> _Цитируемый отрывок_

* * *

Окружающий нас мир, несмотря на природные и техногенные  катаклизмы, представляется нам стабильным, прочным. Но из соотношения неопределенностей Гейзенберга следует, что хаотический перенос энергии и импульса непрерывно происходит во Вселенной на микроскопических расстояниях и в микроскопическом временнóм масштабе. Небольшой пример. Формула E=mc2 означает, что энергия может превращаться в материю, и наоборот: при достаточно больших флуктуациях энергии может мгновенно возникнуть электрон и соответствующая ему античастица - позитрон. Но энергия должна быть быстро возвращена, и спустя мгновение частицы аннигилируют, высвобождая энергию.

Физика всегда почиталась наукой точной, ибо прежде давала точные предсказания и подробные траектории любых объектов, начиная с планет, комет и кончая пушечными ядрами. И вдруг ее центральными понятиями оказываются неопределенность и вероятность. Поначалу субатомный мир, открытый квантовой механикой, поразил своими, мягко сказать, особенностями даже ее первооткрывателей. Эрвин Шредингер, выведший формулу волновой функции частицы, которая стала α и ω квантовой механики (Луи де Бройль считал, что более верное название квантовой механики «волновая механика»), как-то заявил: «Если действительно придется всерьез  относиться к этим чертовым квантовым переходам, то я пожалею, что вообще принимал участие в этом деле».

Теоретики квантовой механики со временем все же справились с шоком, вызванным квантовыми «странностями», в отличие от нас, в большинстве своем верных классическому образованию. Мы не можем не возмутиться электроном, который одновременно перемещается по бесконечному числу путей, да еще к тому же «страдает» клаустрофобией (между тем тот факт, что электроны могут находиться во многих местах одновременно, составляет фундамент всей химии). А как понять, что в сущности все фундаментальные единицы Вселенной являются и волнами и частицами? (В макромире мы не ощущаем «волну», поскольку волновые характеристики материи становятся наблюдаемыми только в высокоточных микроскопических исследованиях.)

Следует признать, что особенности квантовой теории интуитивно для нас неприемлемы: они нарушают все фундаментальные законы здравого смысла, ниспровергают наше собственное, личное представление о реальности[ii]. Однако какими бы странными не выглядели события микромира, мы должны принять их, должны  перенастроить свое мышление  на новое знание, привнесенное новой физикой. И должны четко осознать, что  назад в уютный, привычный доквантовый мир пути нет.

* * *

> _Выдержка из данных_
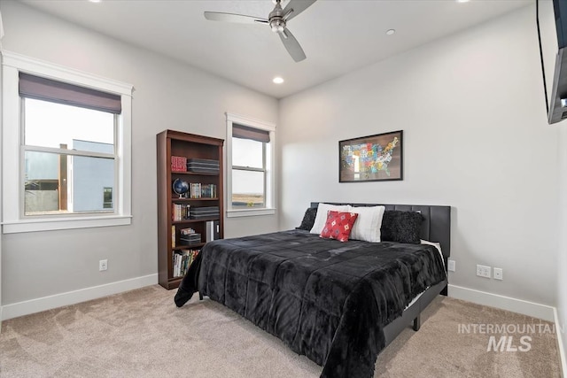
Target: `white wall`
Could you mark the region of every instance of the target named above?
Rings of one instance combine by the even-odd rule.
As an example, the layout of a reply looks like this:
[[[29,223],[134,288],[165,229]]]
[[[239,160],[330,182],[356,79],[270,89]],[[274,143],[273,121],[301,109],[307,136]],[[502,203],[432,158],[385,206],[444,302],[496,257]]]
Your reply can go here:
[[[2,2],[0,10],[5,50],[135,87],[132,225],[3,235],[4,317],[22,301],[46,305],[55,303],[48,296],[72,297],[65,293],[122,280],[157,282],[156,134],[170,128],[224,139],[225,112],[276,123],[277,101],[19,2]],[[225,235],[274,231],[277,222],[276,216],[226,220]],[[106,272],[98,272],[101,258],[108,258]]]
[[[555,305],[559,128],[535,7],[287,97],[279,124],[282,228],[314,200],[448,204],[451,285]],[[339,140],[398,129],[403,181],[338,182]],[[504,280],[477,277],[477,264]]]

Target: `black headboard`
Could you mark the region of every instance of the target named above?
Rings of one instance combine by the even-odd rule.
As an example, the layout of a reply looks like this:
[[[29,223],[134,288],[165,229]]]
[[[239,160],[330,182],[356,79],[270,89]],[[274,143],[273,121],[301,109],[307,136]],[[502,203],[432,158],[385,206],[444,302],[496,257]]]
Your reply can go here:
[[[323,201],[322,201],[323,202]],[[441,244],[441,251],[447,259],[451,256],[451,206],[428,204],[346,204],[323,202],[331,204],[351,204],[352,206],[384,206],[386,210],[402,212],[420,212],[423,215],[421,238]],[[318,202],[312,202],[311,207],[317,207]]]

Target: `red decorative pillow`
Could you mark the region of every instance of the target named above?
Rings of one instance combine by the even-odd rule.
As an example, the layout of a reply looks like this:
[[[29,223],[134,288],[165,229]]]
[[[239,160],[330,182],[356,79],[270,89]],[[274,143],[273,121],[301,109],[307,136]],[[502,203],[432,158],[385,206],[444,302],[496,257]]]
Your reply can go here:
[[[353,225],[356,221],[356,212],[340,212],[330,210],[327,212],[327,221],[321,231],[321,237],[347,242]]]

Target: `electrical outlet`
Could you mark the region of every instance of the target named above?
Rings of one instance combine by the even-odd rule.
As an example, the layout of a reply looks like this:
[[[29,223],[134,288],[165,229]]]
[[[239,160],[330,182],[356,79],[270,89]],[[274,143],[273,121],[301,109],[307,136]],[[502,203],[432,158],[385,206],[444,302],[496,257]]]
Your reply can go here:
[[[495,267],[494,271],[494,280],[503,280],[504,279],[504,272],[502,272],[501,267]]]
[[[104,260],[98,261],[98,270],[102,272],[103,270],[106,270],[106,269],[108,269],[108,260],[104,259]]]
[[[490,266],[477,265],[477,275],[490,278]]]
[[[447,268],[449,272],[454,272],[454,260],[447,260]]]

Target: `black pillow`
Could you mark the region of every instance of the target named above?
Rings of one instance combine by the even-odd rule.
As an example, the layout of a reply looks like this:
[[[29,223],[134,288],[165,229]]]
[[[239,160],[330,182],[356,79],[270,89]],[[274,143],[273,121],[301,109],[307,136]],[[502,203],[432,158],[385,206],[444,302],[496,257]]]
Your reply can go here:
[[[423,221],[421,212],[386,210],[382,218],[380,240],[419,244]]]
[[[305,211],[305,215],[303,216],[303,220],[301,220],[301,224],[299,227],[295,228],[295,229],[304,229],[306,231],[311,231],[313,228],[313,224],[315,222],[315,216],[317,215],[317,208],[316,207],[309,207]]]

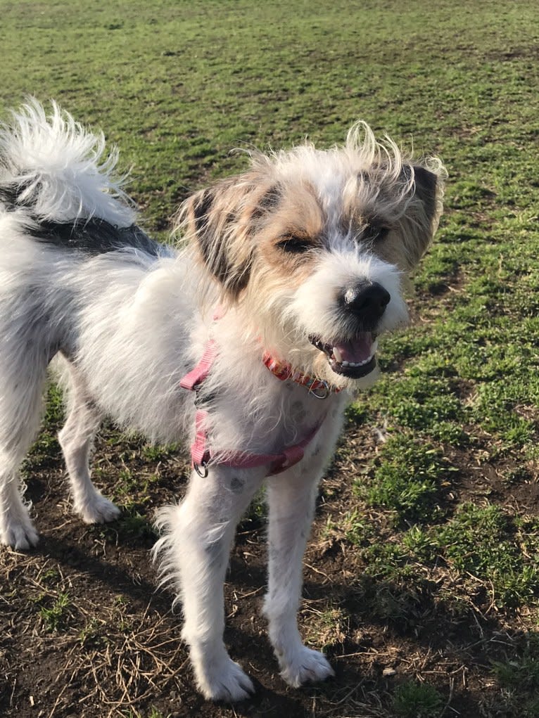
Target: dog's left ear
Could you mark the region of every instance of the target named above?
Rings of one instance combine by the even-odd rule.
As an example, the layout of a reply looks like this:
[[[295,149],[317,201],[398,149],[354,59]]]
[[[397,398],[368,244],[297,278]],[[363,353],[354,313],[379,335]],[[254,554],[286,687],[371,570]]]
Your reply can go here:
[[[446,170],[439,161],[433,169],[405,164],[403,178],[410,183],[412,197],[401,222],[410,269],[415,267],[432,241],[442,213]]]

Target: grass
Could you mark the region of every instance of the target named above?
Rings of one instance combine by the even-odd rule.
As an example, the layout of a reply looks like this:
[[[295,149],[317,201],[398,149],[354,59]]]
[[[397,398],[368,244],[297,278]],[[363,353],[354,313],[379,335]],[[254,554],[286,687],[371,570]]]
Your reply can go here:
[[[234,147],[289,146],[305,135],[328,145],[361,117],[418,155],[443,157],[446,212],[415,278],[413,326],[384,340],[381,380],[349,409],[308,556],[305,635],[349,657],[339,659],[333,684],[305,689],[291,704],[257,663],[258,644],[238,653],[247,651],[261,684],[271,686],[253,709],[261,714],[536,714],[536,4],[0,0],[0,109],[29,93],[54,97],[102,127],[132,168],[146,226],[160,237],[190,192],[244,166]],[[45,429],[25,465],[34,491],[50,474],[61,481],[61,419],[51,389]],[[111,587],[91,592],[78,564],[68,564],[68,579],[60,549],[31,561],[4,555],[0,660],[15,702],[0,699],[0,711],[24,714],[24,676],[14,666],[41,626],[37,654],[63,676],[40,707],[44,714],[68,714],[69,695],[88,718],[231,716],[198,703],[183,649],[166,653],[177,629],[167,603],[149,610],[146,600],[129,597],[137,582],[153,585],[141,566],[155,538],[153,510],[177,491],[183,471],[177,447],[147,447],[107,426],[99,449],[94,475],[122,505],[122,518],[77,534],[57,501],[47,538],[54,548],[65,532],[78,536],[73,564],[77,541],[86,542],[93,581],[114,567],[129,579],[113,574]],[[45,503],[34,501],[41,519]],[[256,551],[263,521],[260,496],[241,526],[241,555]],[[250,587],[247,576],[250,595],[264,578]],[[13,587],[22,582],[32,600],[19,604]],[[143,587],[146,597],[151,589]],[[252,623],[229,597],[233,643],[241,643]],[[357,672],[347,673],[345,661]],[[383,674],[384,661],[397,666],[395,682]]]

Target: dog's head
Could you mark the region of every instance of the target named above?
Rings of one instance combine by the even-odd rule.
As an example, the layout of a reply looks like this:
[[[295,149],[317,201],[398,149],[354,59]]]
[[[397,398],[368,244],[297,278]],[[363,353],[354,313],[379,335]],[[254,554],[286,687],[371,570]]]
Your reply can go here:
[[[252,155],[180,220],[219,301],[264,348],[351,388],[375,373],[378,335],[407,320],[403,280],[438,226],[444,177],[361,123],[342,148]]]

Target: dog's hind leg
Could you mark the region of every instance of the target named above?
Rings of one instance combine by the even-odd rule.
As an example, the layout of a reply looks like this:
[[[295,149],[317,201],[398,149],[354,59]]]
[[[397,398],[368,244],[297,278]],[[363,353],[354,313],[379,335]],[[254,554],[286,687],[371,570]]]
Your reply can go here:
[[[16,549],[38,541],[22,498],[19,467],[39,429],[46,365],[43,360],[32,365],[19,360],[0,368],[4,382],[0,387],[0,544]]]
[[[295,688],[333,675],[323,654],[303,645],[296,617],[303,552],[314,516],[319,474],[319,461],[304,460],[267,482],[269,580],[264,613],[281,676]]]
[[[73,495],[73,508],[86,523],[104,523],[120,510],[96,488],[90,477],[89,457],[102,415],[89,396],[84,381],[67,360],[68,418],[58,441],[62,447]],[[63,376],[65,382],[65,375]]]

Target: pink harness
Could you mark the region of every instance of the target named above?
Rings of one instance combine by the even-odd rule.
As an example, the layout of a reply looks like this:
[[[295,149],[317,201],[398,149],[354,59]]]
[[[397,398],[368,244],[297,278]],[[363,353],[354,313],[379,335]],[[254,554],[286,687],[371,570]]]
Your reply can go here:
[[[212,365],[217,354],[217,347],[213,340],[210,340],[206,346],[201,360],[197,365],[183,377],[180,386],[183,389],[196,391],[211,370]],[[294,375],[287,365],[275,362],[271,357],[265,354],[264,363],[270,371],[282,381],[292,379],[298,383],[305,386],[317,398],[325,398],[330,389],[326,382],[318,379],[311,380],[301,375]],[[288,370],[286,367],[288,366]],[[316,393],[321,388],[324,390],[323,394]],[[338,391],[333,389],[333,391]],[[210,462],[222,466],[229,466],[238,469],[252,469],[259,466],[269,465],[267,476],[273,476],[282,471],[294,466],[303,458],[304,449],[314,439],[325,416],[315,424],[300,442],[292,447],[283,449],[280,454],[250,454],[248,452],[221,450],[213,452],[208,446],[208,435],[206,430],[206,419],[208,412],[198,409],[195,416],[196,433],[195,441],[191,446],[191,461],[195,470],[201,476],[208,475],[207,466]],[[203,472],[201,471],[203,469]]]

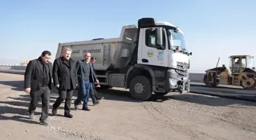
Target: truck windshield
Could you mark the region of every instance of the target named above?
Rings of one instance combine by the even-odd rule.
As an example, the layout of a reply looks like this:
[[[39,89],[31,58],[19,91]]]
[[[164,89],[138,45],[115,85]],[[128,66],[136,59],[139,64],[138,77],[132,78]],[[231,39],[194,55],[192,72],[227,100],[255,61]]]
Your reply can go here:
[[[176,49],[177,47],[181,47],[182,49],[186,48],[184,35],[180,31],[174,32],[174,30],[170,29],[168,33],[171,44],[171,49]]]

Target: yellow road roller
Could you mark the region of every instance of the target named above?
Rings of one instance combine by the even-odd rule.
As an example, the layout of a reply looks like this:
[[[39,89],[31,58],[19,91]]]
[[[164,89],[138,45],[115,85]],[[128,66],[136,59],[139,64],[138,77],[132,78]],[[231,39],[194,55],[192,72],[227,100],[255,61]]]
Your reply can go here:
[[[219,84],[242,86],[245,89],[256,89],[256,70],[254,57],[250,55],[229,56],[229,69],[225,64],[206,70],[203,82],[207,86]]]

* * *

> _Требования к заданиям_
• 1. Перепишите слово в слово часть отрывка о квантовой механике между «Следует признать, что» и «мир пути нет.» включительно.
• 2. Продолжите отрывок о квантовой механике с того места, где он заканчивается.

> _Результаты_
• 1.
Следует признать, что особенности квантовой теории интуитивно для нас неприемлемы: они нарушают все фундаментальные законы здравого смысла, ниспровергают наше собственное, личное представление о реальности[ii]. Однако какими бы странными не выглядели события микромира, мы должны принять их, должны  перенастроить свое мышление  на новое знание, привнесенное новой физикой. И должны четко осознать, что  назад в уютный, привычный доквантовый мир пути нет.

• 2.
Воспринять новое зачастую мешает нам элементарная косность нашего мышления:  столкновение нового знания со старым у нас вызывает когнитивный диссонанс. Айзек Азимов указывает и на еще одну проблему нашего мышления: мы автоматически рассуждаем о незнакомых объектах как о знакомых и потому для нас волночастица «противоречит здравому смыслу» или является парадоксом, или, что хуже того, «ученые не смогли прийти к решению» [Азимов 2006, 407-408]. Фейнман также указывает на этот синдром «знакомого». Нас, говорит он в одной из Мессенджеровских лекций, постоянно мучает вопрос «Как же так может быть?», в котором отражается «неконтролируемое, но совершенно необоснованное стремление представить себе все посредством  чего-то очень знакомого» [Фейнман 2004, 106][iii]. Упор же в познании нового следует делать «на коренные отличия от всего нам знакомого». И со свойственной Фейнману иронией советует своим слушателям не мучить себя вопросом «Но как же так может быть?», чтобы не зайти в тупик, из которого еще никто не выбирался. Никто не знает, как же так может быть!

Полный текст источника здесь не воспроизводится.